:: SET TASK ::
Here are some records; return them all exactly.

:: DATASET ::

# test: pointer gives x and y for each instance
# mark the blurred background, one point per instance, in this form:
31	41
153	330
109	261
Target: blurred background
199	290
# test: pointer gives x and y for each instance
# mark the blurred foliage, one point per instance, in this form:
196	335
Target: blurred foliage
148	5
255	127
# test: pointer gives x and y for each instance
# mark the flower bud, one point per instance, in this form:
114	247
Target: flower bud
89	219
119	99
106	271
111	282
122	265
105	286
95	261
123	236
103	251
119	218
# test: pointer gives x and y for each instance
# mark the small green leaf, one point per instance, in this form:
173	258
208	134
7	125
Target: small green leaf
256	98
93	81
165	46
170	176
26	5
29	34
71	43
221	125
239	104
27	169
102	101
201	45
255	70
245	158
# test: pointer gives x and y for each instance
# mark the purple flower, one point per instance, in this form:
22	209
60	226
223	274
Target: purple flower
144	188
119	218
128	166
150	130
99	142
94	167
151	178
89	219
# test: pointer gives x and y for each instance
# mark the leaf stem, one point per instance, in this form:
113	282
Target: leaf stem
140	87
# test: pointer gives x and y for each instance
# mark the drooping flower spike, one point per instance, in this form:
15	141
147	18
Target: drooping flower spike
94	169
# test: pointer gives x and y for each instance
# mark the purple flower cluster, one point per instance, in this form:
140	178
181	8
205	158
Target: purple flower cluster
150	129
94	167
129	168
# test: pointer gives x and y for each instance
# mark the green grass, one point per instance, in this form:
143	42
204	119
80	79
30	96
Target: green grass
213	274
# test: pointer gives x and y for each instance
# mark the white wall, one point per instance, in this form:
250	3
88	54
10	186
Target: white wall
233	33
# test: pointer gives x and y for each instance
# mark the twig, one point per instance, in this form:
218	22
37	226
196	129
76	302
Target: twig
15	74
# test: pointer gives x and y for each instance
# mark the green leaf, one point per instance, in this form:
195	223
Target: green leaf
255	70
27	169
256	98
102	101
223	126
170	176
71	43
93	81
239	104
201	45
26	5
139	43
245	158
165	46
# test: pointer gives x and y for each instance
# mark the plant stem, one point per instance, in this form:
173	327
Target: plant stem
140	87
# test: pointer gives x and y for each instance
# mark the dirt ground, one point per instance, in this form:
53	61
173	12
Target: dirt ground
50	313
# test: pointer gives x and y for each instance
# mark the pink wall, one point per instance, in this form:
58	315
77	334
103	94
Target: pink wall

:: PROBLEM SOLUTION ::
# test: pointer gives x and y for each instance
# mark the blurred background, one point per instance, in this form:
31	41
153	330
109	261
Target: blurred background
199	290
# test: pointer gives x and y for each instance
# mark the blurred foliage, one point per instance, in this form:
196	335
Target: blurred foliage
148	5
255	127
# test: pointer gives x and y for each instance
# mark the flower bud, one point per instance, in this form:
114	247
Target: flower bud
89	219
119	99
106	271
111	282
122	265
105	286
95	261
123	236
103	251
119	218
# test: pointer gives x and y for each instance
# mark the small green leaf, one point per instance, in this form:
173	258
208	134
7	125
Target: small green leaf
256	98
93	81
165	46
170	176
26	5
29	34
71	43
221	125
239	104
27	169
102	101
201	45
255	70
245	158
# test: pointer gives x and y for each instance
# mark the purple flower, one point per instance, in this form:
22	209
60	226
223	274
Target: purple flower
144	188
119	218
128	166
150	130
99	142
94	167
151	178
89	219
# test: pointer gives x and y for each instance
# mark the leaf stem, one point per instance, in this form:
113	282
Target: leaf stem
140	87
# test: pointer gives x and y for each instance
# mark the drooping flower spike, one point per instance, in this form:
15	141
147	18
Target: drooping flower spike
94	169
# test: pointer gives x and y for each instance
# mark the purple flower cluster, one point per instance, in this form:
140	178
181	8
205	158
Target: purple flower cluster
150	129
94	167
129	168
# test: pointer gives x and y for each instance
# mark the green grass, one point per instance, in this form:
143	42
204	119
80	79
30	96
Target: green grass
213	274
# test: pointer gives x and y for each instance
# mark the white wall, one point per instance, in this form:
250	3
88	54
10	186
Target: white wall
233	33
# test: pointer gives x and y for each instance
# mark the twig, one point per instance, in this form:
218	22
37	226
196	129
76	302
Target: twig
15	74
# test: pointer gives x and y for each instance
# mark the green leaf, one point per instance, in this form:
195	223
Target: green leaf
255	70
27	169
256	98
102	101
223	126
170	176
71	43
93	81
239	104
201	45
26	5
139	43
245	158
165	46
# test: pointer gives x and y for each instance
# mark the plant stem, one point per instance, in this form:
173	327
Target: plant stem
140	87
# test: pointer gives x and y for each instance
# mark the dirt ground, one point per instance, in this form:
53	61
173	12
Target: dirt ground
50	313
# test: pointer gives x and y for each instance
# mark the pink wall, one point per instance, in this form:
58	315
77	334
103	94
Target: pink wall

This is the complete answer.